Go on with the news report on Trump's response to the whistleblower complaint, picking up after its last paragraph.

- **Quoted passage**
*** Block opens ***

WASHINGTON — President Trump continued to escalate his scorched-earth campaign against a whistleblower who accused him of pressuring Ukraine to investigate his political rivals, even as new evidence emerged Monday that he and his administration are urging other governments to provide assistance to a related Justice Department inquiry that has been pushed by the president.
The comments came as his allies struggled to coalesce around a clear strategy to respond to a fast-moving and quickly mounting threat to his presidency.
The ad hoc counterimpeachment effort developing around Trump underscores the risk the president faces as Democratic leaders plan to launch a probe aimed at proving that Trump abused his presidential powers in asking Ukraine’s president to investigate former Vice President Joe Biden, a leading 2020 Democratic presidential contender, and his family, as well as an unsubstantiated theory that Ukrainians worked with Democrats to interfere in the 2016 election.
The White House has not yet set up anything resembling a “war room” to coordinate its response, and officials spent Monday in meetings trying to determine a path forward. The president’s outside legal team played down the threat of impeachment and dismissed the need for the kind of coordinated war-room-based effort that President Bill Clinton relied on 20 years ago.
Some Republican officials have stumbled in recent days in their attempts to defend Trump’s dealings with Ukraine, and others have pushed the White House to offer more guidance to its defenders by standing up a centralized, organized response effort.
Trump’s re-election campaign has taken a de facto lead role in hitting back against the president’s detractors, but it has not been specifically tasked with a coordinating role, according to a person familiar with the matter who, like others, discussed internal strategy on the condition of anonymity.
On Monday, Trump’s defenders faced new revelations in a Washington Post story that Attorney General William Barr has held private meetings overseas with foreign intelligence officials seeking their help in his department’s inquiry into foreign interference in the 2016 election – a probe that Trump hopes will discredit the U.S. intelligence community’s conclusion that Russia sought to assist his campaign. It was also reported that the president used a recent phone call to ask Australian Prime Minister Scott Morrison to provide help to this ongoing Justice Department investigation. The Trump-Morrison phone call was first reported by The New York Times.
As he faces mounting accusations of wrongdoing, Trump is leading his own defense effort, largely from his Twitter account. He is using the kind of bluster and bravado that have come to define his presidency.
“The Fake Whistleblower complaint is not holding up,” he said Monday on Twitter, after lamenting “The Greatest Witch Hunt in the history of our Country!”
While the tactical logistics of Trump’s legal and political defense were still being sorted out, there was a sense of agreement among the president’s aides and allies that attacking Trump’s detractors would be a key part of the strategy.
“We are not on the defense for impeachment,” said one campaign official, who spoke on the condition of anonymity to discuss internal deliberations. “We are on offense to show the American people this is a coup d’etat by elitist bureaucrats and Democrats.”
White House press secretary Stephanie Grisham accused the media of “hysteria” and said Trump had “done nothing wrong” in a phone call in which he encouraged Ukraine’s president to investigate Biden and his son Hunter over the younger Biden’s former position with a Ukranian private gas company – an arrangement Trump and his allies allege was corrupt.

*** Block closes ***

- **Supplied entries**

*** Block opens ***

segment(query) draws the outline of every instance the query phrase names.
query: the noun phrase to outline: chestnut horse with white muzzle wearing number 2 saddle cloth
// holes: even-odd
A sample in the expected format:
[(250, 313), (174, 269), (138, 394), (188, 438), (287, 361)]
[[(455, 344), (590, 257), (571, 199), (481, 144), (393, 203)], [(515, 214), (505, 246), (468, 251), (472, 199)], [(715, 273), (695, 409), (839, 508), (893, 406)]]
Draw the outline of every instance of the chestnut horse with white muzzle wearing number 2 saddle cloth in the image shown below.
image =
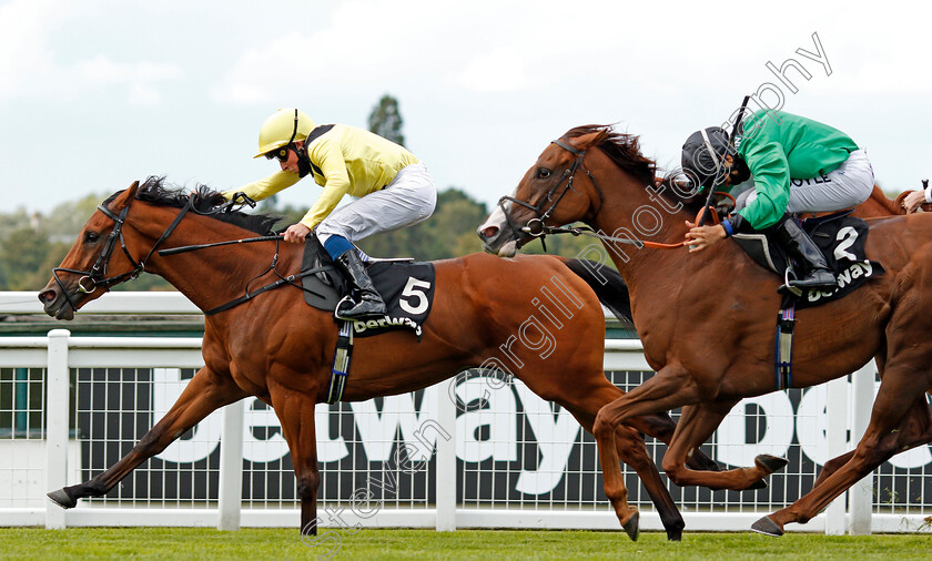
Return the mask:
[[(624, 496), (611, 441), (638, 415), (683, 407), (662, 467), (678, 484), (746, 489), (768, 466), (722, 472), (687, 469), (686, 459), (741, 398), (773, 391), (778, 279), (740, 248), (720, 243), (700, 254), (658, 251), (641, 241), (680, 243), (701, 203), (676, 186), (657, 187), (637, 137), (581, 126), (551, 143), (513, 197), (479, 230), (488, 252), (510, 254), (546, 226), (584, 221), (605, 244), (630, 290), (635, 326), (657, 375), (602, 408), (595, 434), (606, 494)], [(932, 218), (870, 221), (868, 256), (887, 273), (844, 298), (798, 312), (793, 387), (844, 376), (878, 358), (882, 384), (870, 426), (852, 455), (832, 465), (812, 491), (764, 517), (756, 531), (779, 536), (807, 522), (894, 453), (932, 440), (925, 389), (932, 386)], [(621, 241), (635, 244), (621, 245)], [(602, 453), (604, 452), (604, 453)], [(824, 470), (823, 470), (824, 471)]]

*** Block closes ***
*** Block opens ***

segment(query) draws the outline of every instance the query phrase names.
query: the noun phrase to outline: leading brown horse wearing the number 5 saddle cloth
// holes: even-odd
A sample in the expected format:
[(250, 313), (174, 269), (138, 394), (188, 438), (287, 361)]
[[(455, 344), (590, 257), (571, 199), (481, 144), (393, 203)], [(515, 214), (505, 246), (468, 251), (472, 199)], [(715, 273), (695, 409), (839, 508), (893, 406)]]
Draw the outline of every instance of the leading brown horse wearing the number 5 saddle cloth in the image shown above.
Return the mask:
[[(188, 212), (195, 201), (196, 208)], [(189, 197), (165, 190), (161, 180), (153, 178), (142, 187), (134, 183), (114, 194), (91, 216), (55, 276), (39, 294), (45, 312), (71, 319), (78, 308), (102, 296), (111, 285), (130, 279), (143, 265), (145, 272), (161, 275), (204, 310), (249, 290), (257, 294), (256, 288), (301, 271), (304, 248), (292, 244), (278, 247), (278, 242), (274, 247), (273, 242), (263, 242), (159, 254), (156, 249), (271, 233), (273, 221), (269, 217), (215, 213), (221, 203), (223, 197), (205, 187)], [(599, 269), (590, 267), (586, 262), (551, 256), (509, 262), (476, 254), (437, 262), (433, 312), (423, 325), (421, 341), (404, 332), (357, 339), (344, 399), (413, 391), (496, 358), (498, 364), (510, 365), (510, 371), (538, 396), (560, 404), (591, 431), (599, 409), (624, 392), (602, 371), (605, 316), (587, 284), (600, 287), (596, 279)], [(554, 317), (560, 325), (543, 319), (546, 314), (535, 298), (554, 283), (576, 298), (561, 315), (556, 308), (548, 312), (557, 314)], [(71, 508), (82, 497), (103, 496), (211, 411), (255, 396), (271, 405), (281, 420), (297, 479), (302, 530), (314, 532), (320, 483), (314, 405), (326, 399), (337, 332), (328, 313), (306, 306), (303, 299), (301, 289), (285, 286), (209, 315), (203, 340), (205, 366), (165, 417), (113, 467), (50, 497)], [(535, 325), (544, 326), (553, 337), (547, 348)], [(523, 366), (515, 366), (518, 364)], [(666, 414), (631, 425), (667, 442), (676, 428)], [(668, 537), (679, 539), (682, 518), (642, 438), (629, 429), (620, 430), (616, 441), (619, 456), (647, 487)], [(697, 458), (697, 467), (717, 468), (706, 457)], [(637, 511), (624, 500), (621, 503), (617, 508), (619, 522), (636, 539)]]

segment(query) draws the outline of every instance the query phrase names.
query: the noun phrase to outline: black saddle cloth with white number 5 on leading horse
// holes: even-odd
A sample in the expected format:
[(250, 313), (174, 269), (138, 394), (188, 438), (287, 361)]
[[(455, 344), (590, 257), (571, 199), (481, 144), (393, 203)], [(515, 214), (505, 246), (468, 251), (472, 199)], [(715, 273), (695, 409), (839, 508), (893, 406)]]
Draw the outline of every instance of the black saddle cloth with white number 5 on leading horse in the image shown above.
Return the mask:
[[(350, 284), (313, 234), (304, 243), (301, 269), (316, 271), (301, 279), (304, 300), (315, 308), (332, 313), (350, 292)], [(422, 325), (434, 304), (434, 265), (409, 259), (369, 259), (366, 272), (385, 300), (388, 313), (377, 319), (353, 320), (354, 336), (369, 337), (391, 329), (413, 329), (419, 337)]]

*** Block closes ***

- **Result of this task**
Hunter Biden served for nearly five years on the board of Burisma, whose owner came under scrutiny by Ukrainian prosecutors for possible abuse of power and unlawful enrichment. Hunter Biden was not accused of any wrongdoing in the investigation. As vice president, Joe Biden pressured Ukraine to fire the top prosecutor, Viktor Shokin, who Biden and other Western officials said was not sufficiently pursuing corruption cases. At the time, the investigation into Burisma was dormant, according to former Ukrainian and U.S. officials.
Rudy Giuliani, Trump’s personal attorney, has taken a lead role is pushing Ukraine to investigate Biden as well as the theory that Ukranians worked with Democrats to undermine Trump’s campaign in 2016. On Monday, the three House committees leading the impeachment effort issued a subpoena demanding Giuliani turn over all records pertaining to his contacts regarding Ukraine, the Biden family and related matters.
The committees have also subpoenaed information from Secretary of State Mike Pompeo, who was scheduled to leave Monday night for a six-day trip to Italy, Montenegro, North Macedonia and Greece. He is not due to return until Sunday, meaning he will be out of the country when a Thursday deadline passes for the State Department to deliver House committees documents related to Trump’s July call with Zelensky.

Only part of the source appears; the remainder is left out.